**EXERCISE AIM:** Starting at the line with "Target: wooden nightstand top", set down each line of the entries below through the last one, exactly as it stands.

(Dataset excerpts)
┄┄┄┄┄┄┄┄┄┄┄┄┄┄┄┄┄┄┄┄
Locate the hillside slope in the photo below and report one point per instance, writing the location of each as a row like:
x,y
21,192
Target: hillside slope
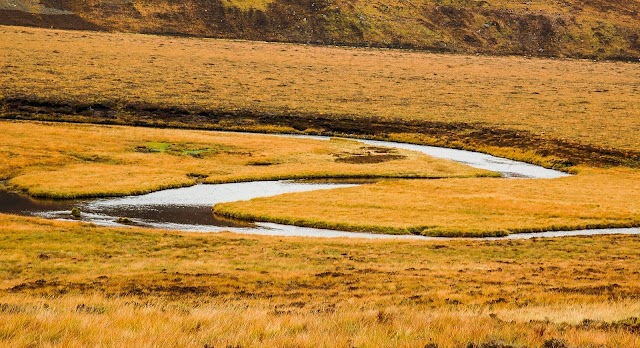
x,y
603,29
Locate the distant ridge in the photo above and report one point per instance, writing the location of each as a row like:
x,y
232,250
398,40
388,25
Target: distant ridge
x,y
598,29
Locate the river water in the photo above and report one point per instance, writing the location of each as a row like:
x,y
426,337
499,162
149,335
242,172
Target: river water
x,y
190,208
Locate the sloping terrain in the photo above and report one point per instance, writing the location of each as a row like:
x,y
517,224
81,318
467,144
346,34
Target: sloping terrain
x,y
569,28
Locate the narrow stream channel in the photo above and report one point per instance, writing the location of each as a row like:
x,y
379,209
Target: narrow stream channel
x,y
189,209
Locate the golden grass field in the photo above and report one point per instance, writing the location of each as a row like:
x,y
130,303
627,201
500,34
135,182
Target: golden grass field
x,y
459,207
70,161
595,104
77,285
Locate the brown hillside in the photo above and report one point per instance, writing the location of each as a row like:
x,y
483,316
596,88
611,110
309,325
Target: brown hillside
x,y
570,28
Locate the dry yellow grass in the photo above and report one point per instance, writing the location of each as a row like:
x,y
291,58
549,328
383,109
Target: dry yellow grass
x,y
77,285
65,160
580,101
476,207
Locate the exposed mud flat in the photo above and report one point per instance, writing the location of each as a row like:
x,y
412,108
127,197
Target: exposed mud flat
x,y
190,208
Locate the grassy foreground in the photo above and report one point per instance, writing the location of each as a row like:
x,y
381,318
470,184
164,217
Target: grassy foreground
x,y
553,112
75,285
66,160
595,198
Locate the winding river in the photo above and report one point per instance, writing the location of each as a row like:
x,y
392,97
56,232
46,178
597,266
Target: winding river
x,y
189,208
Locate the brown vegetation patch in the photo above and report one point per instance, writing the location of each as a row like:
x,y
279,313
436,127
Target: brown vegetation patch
x,y
369,155
456,135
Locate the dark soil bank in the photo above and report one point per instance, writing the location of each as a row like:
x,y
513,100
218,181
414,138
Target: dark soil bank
x,y
456,135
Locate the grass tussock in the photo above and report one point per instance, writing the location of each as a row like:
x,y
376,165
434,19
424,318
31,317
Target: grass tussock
x,y
88,161
76,285
595,198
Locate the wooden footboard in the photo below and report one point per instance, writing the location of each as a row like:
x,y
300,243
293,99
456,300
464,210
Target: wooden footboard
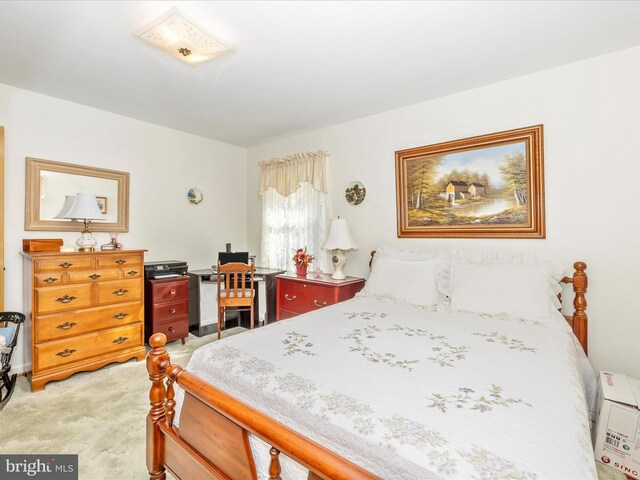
x,y
213,439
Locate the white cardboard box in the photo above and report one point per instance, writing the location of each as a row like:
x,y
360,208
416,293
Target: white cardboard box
x,y
617,435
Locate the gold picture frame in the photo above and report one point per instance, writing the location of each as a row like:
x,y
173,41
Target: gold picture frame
x,y
489,186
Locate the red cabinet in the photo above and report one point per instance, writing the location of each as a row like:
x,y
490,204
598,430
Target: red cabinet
x,y
301,294
167,308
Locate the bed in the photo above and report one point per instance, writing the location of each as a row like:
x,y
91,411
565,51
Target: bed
x,y
426,377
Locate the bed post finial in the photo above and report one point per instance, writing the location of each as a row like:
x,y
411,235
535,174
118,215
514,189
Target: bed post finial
x,y
274,465
157,360
580,285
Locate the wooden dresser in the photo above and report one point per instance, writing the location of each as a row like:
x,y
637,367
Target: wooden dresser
x,y
167,308
301,294
86,311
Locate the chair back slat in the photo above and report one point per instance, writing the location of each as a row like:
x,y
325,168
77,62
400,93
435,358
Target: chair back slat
x,y
236,278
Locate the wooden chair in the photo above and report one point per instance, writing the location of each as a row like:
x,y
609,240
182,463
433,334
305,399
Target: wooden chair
x,y
235,290
9,329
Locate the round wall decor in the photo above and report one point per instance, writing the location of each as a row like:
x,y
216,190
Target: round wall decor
x,y
195,196
355,193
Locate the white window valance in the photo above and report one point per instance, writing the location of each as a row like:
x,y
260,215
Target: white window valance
x,y
286,174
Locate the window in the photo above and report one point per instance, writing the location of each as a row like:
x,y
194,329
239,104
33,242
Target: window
x,y
291,222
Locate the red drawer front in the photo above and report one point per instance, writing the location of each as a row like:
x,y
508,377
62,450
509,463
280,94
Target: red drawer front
x,y
302,297
166,312
284,314
174,329
169,291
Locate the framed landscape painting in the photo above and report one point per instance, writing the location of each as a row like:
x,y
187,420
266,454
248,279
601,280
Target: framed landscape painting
x,y
486,186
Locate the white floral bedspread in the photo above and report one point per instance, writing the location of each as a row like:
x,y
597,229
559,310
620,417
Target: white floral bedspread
x,y
408,393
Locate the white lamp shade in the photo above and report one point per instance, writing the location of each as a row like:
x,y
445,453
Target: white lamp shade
x,y
339,236
68,203
85,207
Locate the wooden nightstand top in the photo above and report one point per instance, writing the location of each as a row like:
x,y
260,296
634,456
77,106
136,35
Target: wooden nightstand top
x,y
323,279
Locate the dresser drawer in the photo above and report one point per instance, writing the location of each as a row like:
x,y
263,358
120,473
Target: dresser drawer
x,y
162,312
173,329
63,263
167,291
132,271
121,260
74,349
118,291
48,279
80,276
301,297
62,298
53,327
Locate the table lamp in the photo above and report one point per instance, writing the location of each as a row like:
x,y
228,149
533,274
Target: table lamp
┄┄┄┄┄┄┄┄┄┄┄┄┄┄┄┄┄┄┄┄
**RESPONSE TO THIS TASK:**
Target: wooden nightstand top
x,y
323,279
Locate the dresser drawer in the photo above and report one point per instance, writing the location of each as a row like:
x,y
263,358
120,473
Target: dresser drawer
x,y
162,312
173,329
63,263
167,291
132,271
121,260
74,349
118,291
48,279
80,276
301,297
62,298
53,327
Locate the table lamp in the photo above and report one point per instance, writing the location of each as a row like:
x,y
228,149
533,274
Target: table lamp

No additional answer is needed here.